** MATERIAL FOR THE TASK **
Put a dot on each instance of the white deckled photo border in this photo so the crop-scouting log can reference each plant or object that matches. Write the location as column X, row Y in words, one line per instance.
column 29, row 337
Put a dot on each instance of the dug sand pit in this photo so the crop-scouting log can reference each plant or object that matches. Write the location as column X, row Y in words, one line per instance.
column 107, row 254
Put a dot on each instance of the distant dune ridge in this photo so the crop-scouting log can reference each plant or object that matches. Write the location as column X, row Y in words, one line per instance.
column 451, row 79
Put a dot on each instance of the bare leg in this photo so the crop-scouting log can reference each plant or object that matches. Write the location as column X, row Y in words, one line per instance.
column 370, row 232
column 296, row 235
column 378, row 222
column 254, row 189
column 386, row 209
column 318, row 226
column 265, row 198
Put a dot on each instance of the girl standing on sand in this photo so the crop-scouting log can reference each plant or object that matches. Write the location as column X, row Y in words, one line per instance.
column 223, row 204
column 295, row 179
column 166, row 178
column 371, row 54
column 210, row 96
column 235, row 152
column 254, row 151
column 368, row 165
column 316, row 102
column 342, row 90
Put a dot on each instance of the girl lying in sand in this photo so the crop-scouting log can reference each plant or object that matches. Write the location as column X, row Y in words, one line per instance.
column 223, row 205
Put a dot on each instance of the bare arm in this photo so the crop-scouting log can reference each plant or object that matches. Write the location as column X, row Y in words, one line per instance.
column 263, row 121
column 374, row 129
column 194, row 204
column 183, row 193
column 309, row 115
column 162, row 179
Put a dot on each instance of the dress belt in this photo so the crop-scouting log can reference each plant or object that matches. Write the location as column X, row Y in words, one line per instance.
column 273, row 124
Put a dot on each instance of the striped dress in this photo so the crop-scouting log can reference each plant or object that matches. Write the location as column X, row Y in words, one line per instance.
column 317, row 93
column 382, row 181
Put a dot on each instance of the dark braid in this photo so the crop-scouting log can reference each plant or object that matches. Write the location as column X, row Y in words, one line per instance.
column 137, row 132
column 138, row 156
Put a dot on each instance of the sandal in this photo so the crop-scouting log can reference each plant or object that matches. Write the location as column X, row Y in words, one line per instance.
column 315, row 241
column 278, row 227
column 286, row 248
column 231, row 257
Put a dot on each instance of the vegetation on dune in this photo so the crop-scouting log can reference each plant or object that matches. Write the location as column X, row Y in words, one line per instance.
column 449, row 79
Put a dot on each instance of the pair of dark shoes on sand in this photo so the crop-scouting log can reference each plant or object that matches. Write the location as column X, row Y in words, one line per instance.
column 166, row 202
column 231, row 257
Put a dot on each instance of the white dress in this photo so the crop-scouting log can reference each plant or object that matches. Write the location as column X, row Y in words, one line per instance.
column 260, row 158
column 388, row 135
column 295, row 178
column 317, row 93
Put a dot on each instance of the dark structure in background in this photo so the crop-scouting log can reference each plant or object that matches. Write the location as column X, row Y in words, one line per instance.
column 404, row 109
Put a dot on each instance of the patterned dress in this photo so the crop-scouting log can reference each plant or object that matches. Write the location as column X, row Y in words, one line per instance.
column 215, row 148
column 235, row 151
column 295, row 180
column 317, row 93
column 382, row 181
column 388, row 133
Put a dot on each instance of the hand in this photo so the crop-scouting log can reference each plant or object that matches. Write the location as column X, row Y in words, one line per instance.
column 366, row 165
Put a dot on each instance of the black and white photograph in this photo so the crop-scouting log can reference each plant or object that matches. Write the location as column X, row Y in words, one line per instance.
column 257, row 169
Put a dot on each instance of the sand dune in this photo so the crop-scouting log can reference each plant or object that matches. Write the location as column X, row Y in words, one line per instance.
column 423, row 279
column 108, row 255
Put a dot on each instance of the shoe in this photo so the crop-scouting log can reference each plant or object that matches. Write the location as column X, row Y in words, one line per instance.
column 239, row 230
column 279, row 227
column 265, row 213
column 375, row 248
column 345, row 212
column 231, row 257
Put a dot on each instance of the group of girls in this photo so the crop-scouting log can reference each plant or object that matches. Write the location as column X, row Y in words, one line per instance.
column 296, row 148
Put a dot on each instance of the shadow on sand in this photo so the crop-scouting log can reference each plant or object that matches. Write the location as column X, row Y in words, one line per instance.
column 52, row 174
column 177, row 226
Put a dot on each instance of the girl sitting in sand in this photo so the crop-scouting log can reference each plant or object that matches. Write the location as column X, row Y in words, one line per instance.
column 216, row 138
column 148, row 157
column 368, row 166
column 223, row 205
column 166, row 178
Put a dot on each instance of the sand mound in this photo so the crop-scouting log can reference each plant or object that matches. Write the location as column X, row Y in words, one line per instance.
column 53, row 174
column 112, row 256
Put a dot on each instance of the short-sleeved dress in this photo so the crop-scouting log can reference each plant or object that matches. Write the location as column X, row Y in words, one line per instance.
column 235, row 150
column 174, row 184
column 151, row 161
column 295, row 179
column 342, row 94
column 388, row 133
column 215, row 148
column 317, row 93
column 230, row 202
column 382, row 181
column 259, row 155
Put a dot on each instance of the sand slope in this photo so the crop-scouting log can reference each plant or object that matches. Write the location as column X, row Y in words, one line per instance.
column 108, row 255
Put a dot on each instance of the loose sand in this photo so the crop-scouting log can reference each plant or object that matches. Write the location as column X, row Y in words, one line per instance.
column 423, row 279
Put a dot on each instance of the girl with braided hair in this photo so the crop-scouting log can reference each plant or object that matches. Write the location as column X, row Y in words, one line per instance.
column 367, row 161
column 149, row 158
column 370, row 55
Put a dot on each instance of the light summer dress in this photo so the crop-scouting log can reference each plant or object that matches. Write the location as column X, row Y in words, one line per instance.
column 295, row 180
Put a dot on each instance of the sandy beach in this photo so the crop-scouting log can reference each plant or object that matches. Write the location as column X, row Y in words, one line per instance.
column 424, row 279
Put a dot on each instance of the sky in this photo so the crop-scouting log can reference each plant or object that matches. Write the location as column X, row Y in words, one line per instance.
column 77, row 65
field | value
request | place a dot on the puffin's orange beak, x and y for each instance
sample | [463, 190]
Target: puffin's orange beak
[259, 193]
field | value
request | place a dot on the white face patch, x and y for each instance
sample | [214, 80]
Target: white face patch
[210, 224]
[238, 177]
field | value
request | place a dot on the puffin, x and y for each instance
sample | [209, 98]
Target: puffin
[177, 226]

** EXERCISE OBJECTIVE **
Reply with one number, the count of lines in the preceding listing that hold the string "sample".

** ANSWER SPACE **
3